┌──
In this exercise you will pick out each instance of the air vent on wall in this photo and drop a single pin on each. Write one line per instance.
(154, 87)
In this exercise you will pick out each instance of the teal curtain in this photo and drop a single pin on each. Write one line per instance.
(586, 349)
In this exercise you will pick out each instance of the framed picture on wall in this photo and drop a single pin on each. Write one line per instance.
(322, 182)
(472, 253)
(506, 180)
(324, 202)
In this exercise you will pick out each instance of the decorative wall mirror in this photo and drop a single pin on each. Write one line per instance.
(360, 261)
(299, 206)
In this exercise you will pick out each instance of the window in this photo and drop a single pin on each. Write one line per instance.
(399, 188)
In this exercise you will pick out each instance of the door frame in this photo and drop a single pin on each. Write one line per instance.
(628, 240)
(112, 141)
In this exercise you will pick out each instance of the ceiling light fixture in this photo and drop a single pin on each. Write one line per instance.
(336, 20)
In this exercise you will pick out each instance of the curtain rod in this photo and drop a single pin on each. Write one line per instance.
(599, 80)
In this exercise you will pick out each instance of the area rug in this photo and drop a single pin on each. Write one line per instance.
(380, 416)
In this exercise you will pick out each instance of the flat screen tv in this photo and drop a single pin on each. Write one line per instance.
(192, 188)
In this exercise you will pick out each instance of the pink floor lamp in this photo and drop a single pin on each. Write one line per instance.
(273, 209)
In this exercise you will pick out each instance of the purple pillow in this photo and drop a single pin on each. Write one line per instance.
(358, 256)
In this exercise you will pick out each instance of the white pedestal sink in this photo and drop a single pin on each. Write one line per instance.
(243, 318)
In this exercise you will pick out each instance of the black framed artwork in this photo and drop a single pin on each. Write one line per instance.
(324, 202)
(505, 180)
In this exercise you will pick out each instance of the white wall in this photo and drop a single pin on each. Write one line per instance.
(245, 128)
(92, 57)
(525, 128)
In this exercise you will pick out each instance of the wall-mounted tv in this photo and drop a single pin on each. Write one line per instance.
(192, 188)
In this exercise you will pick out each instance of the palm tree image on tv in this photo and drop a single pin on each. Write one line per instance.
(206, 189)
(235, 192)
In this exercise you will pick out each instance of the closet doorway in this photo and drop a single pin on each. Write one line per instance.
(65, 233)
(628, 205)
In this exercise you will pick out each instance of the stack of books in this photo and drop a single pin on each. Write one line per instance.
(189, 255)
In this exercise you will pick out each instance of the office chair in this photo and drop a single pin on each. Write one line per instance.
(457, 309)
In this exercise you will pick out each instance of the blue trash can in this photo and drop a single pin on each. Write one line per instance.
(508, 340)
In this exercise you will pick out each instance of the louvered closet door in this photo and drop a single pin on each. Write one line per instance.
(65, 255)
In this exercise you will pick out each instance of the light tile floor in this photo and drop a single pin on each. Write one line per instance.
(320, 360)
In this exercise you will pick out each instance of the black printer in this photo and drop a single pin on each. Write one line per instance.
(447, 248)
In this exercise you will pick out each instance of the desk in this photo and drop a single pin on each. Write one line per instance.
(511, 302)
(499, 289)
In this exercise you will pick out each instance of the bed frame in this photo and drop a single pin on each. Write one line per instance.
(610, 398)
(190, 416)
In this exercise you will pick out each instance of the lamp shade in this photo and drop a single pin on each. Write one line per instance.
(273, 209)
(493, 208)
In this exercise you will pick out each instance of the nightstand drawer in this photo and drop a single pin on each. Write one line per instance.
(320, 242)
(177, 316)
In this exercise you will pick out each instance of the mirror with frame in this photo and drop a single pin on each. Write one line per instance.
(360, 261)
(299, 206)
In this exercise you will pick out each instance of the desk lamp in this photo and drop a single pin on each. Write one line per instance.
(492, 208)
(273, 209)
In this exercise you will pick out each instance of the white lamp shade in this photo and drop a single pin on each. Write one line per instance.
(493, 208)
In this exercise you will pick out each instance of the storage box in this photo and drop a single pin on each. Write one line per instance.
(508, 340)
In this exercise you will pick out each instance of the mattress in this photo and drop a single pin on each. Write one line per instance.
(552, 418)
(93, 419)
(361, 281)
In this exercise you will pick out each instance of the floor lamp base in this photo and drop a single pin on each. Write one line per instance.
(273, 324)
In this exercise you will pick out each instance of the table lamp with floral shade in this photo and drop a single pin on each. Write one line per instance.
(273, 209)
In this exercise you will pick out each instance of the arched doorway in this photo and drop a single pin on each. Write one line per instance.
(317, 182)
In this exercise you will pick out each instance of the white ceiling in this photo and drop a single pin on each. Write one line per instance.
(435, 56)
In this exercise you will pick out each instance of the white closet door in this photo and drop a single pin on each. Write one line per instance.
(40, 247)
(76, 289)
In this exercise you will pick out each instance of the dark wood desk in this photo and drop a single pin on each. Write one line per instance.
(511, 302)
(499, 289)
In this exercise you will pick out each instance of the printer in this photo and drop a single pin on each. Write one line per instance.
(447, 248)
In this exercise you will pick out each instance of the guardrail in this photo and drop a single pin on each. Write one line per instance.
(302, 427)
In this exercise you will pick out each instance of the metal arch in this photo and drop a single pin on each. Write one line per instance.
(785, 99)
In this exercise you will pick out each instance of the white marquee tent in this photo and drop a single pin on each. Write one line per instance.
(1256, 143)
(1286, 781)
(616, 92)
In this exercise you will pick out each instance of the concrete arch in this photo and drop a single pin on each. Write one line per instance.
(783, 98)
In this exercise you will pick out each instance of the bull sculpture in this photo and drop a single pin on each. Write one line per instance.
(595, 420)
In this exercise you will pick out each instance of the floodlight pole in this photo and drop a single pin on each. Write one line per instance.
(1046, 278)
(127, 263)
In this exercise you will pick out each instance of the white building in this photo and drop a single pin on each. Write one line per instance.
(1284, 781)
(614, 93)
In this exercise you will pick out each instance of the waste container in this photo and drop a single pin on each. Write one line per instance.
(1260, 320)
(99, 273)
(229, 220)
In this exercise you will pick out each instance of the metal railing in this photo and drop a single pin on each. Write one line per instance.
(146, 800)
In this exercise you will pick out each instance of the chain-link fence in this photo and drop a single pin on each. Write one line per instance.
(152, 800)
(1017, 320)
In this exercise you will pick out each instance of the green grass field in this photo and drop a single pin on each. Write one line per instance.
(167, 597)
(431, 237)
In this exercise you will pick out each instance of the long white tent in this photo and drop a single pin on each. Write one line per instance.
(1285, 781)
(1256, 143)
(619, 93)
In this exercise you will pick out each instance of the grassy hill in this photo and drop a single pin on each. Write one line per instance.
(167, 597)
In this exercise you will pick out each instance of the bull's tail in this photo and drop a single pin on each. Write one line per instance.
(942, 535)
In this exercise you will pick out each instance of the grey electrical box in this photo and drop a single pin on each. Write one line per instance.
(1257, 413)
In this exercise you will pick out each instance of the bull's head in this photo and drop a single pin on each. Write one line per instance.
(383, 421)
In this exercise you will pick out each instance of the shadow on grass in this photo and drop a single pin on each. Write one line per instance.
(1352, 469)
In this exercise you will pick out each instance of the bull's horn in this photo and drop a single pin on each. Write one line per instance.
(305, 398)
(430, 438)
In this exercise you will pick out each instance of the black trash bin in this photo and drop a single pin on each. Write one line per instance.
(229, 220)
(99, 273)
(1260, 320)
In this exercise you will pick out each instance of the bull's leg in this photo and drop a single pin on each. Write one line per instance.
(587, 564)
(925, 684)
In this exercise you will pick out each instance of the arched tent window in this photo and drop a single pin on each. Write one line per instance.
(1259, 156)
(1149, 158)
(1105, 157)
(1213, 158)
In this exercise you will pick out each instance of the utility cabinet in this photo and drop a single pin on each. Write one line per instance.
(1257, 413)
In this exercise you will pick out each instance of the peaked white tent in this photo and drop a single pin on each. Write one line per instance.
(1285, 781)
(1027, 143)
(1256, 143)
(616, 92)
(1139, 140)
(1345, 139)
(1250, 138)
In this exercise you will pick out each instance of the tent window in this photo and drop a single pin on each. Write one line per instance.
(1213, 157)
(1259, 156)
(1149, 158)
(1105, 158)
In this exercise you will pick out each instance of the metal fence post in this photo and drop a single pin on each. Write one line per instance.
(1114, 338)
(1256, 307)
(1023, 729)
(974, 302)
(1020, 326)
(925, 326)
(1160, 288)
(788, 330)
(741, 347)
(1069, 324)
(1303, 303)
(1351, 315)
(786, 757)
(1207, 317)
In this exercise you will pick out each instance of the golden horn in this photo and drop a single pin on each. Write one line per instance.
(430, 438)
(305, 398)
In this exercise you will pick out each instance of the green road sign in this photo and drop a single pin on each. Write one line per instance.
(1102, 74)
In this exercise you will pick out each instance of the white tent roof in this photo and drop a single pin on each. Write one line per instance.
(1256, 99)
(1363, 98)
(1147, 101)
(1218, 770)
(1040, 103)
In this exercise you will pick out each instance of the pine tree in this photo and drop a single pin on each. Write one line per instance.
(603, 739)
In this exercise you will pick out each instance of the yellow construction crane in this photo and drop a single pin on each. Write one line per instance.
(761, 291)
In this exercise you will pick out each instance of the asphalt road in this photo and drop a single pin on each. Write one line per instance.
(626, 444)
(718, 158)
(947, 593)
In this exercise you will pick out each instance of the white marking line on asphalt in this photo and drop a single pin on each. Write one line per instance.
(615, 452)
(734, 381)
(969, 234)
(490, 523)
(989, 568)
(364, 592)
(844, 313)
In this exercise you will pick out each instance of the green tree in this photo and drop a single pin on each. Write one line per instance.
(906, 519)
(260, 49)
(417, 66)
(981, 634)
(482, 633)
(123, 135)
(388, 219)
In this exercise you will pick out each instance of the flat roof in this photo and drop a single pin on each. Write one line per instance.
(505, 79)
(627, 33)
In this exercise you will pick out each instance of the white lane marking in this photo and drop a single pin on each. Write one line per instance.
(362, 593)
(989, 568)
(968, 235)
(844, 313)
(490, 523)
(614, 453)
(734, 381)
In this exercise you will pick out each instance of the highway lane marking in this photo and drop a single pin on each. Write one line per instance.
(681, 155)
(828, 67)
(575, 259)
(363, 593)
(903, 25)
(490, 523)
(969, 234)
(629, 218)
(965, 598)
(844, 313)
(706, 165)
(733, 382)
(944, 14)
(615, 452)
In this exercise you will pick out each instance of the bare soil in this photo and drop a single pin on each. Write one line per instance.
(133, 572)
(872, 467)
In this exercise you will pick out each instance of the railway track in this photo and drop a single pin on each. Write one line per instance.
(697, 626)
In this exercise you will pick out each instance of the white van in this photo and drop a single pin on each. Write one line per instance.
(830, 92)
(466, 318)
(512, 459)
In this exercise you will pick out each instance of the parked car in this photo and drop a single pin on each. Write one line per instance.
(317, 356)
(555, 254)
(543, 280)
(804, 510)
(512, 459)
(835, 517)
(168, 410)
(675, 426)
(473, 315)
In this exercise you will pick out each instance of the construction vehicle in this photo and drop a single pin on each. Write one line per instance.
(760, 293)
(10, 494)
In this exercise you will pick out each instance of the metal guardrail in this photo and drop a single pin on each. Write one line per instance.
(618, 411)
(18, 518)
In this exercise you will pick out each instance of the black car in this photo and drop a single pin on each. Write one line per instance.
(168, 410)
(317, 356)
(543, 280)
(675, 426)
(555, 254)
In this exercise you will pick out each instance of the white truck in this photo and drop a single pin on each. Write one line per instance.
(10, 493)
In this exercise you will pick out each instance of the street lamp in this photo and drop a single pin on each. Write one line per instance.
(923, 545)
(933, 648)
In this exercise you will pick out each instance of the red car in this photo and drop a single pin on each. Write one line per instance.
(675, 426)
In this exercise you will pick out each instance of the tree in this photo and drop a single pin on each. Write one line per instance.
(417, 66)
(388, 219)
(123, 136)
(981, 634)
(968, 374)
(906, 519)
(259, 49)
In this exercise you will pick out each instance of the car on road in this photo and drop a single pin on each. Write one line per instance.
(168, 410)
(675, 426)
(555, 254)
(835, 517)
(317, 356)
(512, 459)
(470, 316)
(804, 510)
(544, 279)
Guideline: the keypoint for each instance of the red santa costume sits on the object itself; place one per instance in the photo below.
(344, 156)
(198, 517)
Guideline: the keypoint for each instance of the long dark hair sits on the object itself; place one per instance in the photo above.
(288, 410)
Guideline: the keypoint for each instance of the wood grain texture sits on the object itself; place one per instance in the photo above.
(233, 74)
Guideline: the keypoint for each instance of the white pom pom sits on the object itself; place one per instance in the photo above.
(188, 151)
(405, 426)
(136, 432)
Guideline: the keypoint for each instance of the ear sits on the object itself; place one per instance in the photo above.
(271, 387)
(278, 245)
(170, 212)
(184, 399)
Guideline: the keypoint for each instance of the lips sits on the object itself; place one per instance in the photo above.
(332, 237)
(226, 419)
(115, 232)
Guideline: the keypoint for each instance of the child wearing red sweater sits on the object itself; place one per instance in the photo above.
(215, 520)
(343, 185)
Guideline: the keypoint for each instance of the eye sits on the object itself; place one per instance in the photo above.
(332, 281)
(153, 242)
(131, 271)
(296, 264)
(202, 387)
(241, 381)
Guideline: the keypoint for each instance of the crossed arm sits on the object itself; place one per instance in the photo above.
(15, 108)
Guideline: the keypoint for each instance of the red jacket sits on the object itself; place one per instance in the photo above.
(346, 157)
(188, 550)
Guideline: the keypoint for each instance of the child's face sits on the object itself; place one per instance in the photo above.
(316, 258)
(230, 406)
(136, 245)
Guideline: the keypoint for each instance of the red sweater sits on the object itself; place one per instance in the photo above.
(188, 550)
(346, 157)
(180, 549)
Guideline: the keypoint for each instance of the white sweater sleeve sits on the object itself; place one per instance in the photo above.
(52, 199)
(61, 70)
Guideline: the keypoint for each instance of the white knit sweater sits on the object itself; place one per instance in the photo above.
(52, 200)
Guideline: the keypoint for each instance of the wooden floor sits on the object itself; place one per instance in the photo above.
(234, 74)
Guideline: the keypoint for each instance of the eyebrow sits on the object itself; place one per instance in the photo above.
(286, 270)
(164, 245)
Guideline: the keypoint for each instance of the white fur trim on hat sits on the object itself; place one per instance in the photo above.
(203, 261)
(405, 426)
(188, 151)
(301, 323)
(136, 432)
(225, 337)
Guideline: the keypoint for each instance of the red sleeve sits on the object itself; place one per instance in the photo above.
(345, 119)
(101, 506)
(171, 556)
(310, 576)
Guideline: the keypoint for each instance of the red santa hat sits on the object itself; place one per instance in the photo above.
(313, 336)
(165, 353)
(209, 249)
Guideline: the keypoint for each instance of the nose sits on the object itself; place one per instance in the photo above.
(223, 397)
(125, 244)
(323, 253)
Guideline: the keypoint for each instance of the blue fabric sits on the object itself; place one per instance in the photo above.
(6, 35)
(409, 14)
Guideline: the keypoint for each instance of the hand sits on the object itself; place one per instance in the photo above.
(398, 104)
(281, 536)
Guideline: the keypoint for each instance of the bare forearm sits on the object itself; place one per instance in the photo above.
└──
Each line from the one with "Guideline: the keypoint for each instance of the hand" to the end of the material should be duplicated exactly, and no other line.

Guideline: the keypoint for each instance of the hand sits on the object itself; place one per instance in the photo above.
(398, 104)
(281, 536)
Guideline: the keypoint for each instance of the bare forearm sits on the object itself; place one per instance in the photo above.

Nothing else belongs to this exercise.